= 1999 in chess =

Events of 1999 in chess include the list of top chess players and news.

==Top players==

FIDE top 10 players by Elo rating - January 1999;

1. Garry Kasparov RUS 2812
2. Viswanathan Anand IND 2781
3. Vladimir Kramnik RUS 2751
4. Alexei Shirov ESP 2726
5. Alexander Morozevich RUS 2723
6. Michael Adams ENG 2716
7. Vasily Ivanchuk UKR 2714
8. Peter Svidler RUS 2713
9. Anatoly Karpov RUS 2710
10. Veselin Topalov BUL 2700

==Chess news in brief==

- The FIDE World Chess Championship is won by Alexander Khalifman in Las Vegas. Many leading players (including Garry Kasparov, Viswanathan Anand, Alexander Morozevich, Anatoly Karpov) boycott the event and there is talk of legal action against FIDE by Karpov.
- The proposed 'Ultimate Championship' between Kasparov and Anand is postponed when the sponsorship deal is withdrawn.
- FIDE's Women's World Chess Championship is won by Xie Jun, as she defeats Alisa Galliamova in the final. The proceedings are described as chaotic and unsatisfactory by the world press following Zsuzsa Polgar being stripped of her title and Galliamova defaulting in the Candidates Final.
- The Linares chess tournament is dominated by a rampant Kasparov (10½/14), 2½ clear points ahead of Kramnik and Anand (both 8/14).
- Kasparov wins at Sarajevo with 7/9, ahead of Evgeny Bareev and Alexei Shirov (both 6/9).
- Michael Adams (6/9) achieves a career-best tournament result, winning at Dos Hermanas ahead of Vladimir Kramnik (5½). Surprisingly, Anand is in joint last place (3½).
- Peter Leko (5/7) wins the Dortmund super-tournament, ahead of Kramnik (4½/7).
- At the annual Hoogovens tournament in Wijk aan Zee, Kasparov runs out the winner from Anand and Kramnik.
- The Frankfurt Giants takes the form of a 4-player, 4-round, all-play-all rapid event and is won by Kasparov, 1½ points ahead of Anand, Kramnik and Karpov.
- The European Team Chess Championship is held in Batumi, Georgia. Armenia take gold, Hungary silver and Germany bronze.
- An Advanced Chess Match between Vishwanathan Anand and Anatoly Karpov results in a crushing 5-1 victory for the Indian Grandmaster.
- Kasparov plays and wins an internet game against The World. The game is followed closely by the world media. Irina Krush wins much respect for her analysis and steering of the World side. Daniel King commentates on MSN.
- At the Melody Amber tournament in Monte Carlo, Kramnik is the overall winner, while Anand wins the 'rapid' section and Shirov the 'blindfold'.
- Pamplona is won by Alexander Morozevich, ahead of Michał Krasenkow and Loek van Wely.
- Konstantin Sakaev wins the Russian Chess Championship held in Moscow.
- Julian Hodgson wins his third British Chess Championship title in Scarborough, North Yorkshire. Harriet Hunt makes it her fourth victory in the Ladies event.
- Boris Gulko wins the Salt Lake City U. S. Chess Championship after a playoff. Anjelina Belakovskaia takes the Women's title.

** DATA **
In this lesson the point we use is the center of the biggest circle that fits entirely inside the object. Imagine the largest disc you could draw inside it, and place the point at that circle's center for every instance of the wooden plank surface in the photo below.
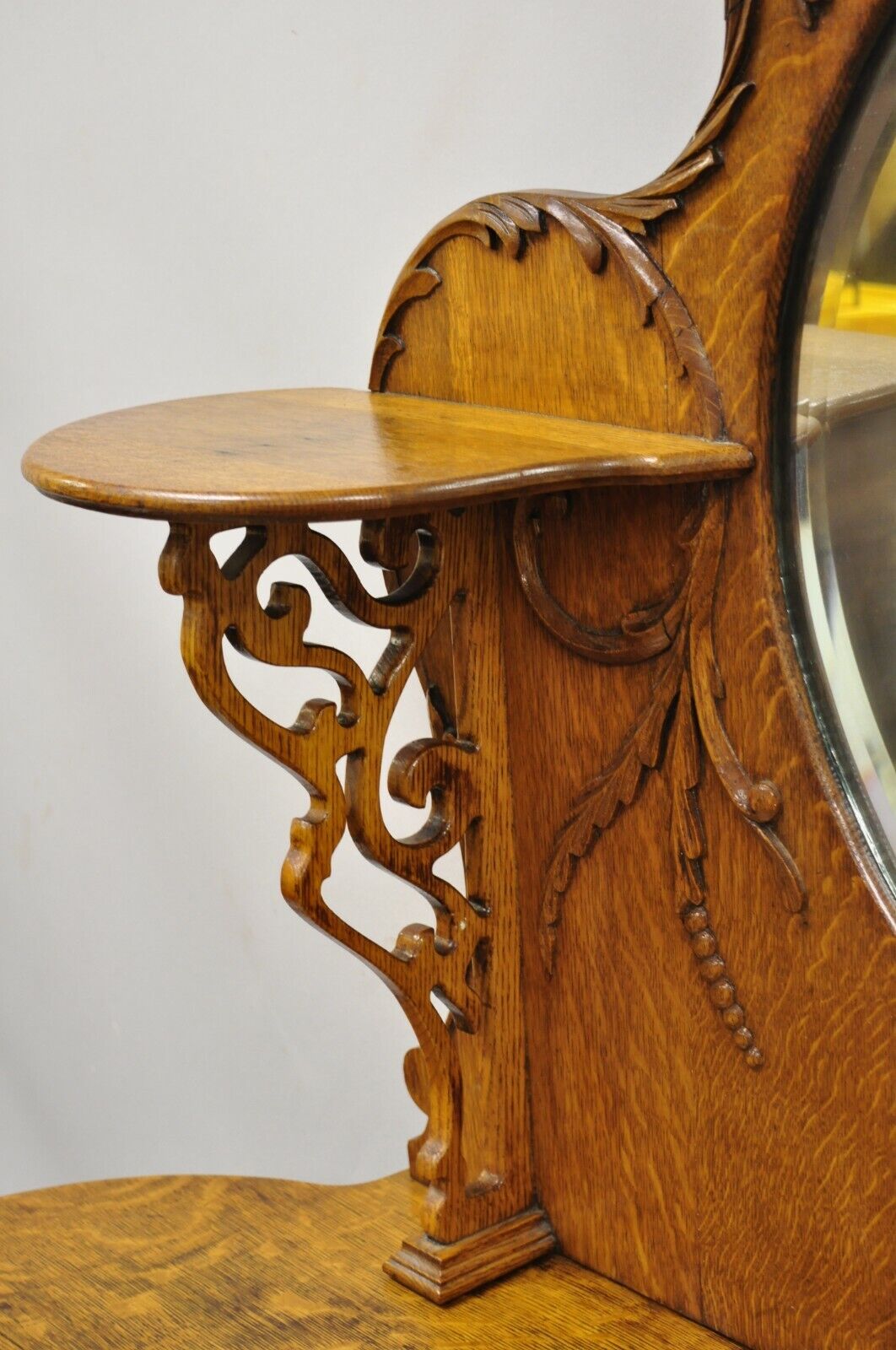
(332, 454)
(242, 1264)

** PROBLEMS AND TASKS **
(1) Using the 1999 chess text, decide whether each statement agrees with it. Answer yes or no and quote the deciding words.
(a) Alexander Khalifman won the FIDE World Chess Championship in Las Vegas.
(b) Michael Adams finished in joint last place at Dos Hermanas.
(c) Hungary won gold at the European Team Chess Championship.
(2) According to the 1999 chess text, who won the Russian Chess Championship held in Moscow?
(3) Copy the passage of the 1999 chess text that begins with "- The proposed" and ends with "Shirov (both 6/9).".

** ANSWERS TO THE TASKS **
(1)
(a) Yes: "The FIDE World Chess Championship is won by Alexander Khalifman in Las Vegas."
(b) No: "Michael Adams (6/9) achieves a career-best tournament result, winning at Dos Hermanas"
(c) No: "Armenia take gold, Hungary silver and Germany bronze."

(2) Konstantin Sakaev.

(3)
- The proposed 'Ultimate Championship' between Kasparov and Anand is postponed when the sponsorship deal is withdrawn.
- FIDE's Women's World Chess Championship is won by Xie Jun, as she defeats Alisa Galliamova in the final. The proceedings are described as chaotic and unsatisfactory by the world press following Zsuzsa Polgar being stripped of her title and Galliamova defaulting in the Candidates Final.
- The Linares chess tournament is dominated by a rampant Kasparov (10½/14), 2½ clear points ahead of Kramnik and Anand (both 8/14).
- Kasparov wins at Sarajevo with 7/9, ahead of Evgeny Bareev and Alexei Shirov (both 6/9).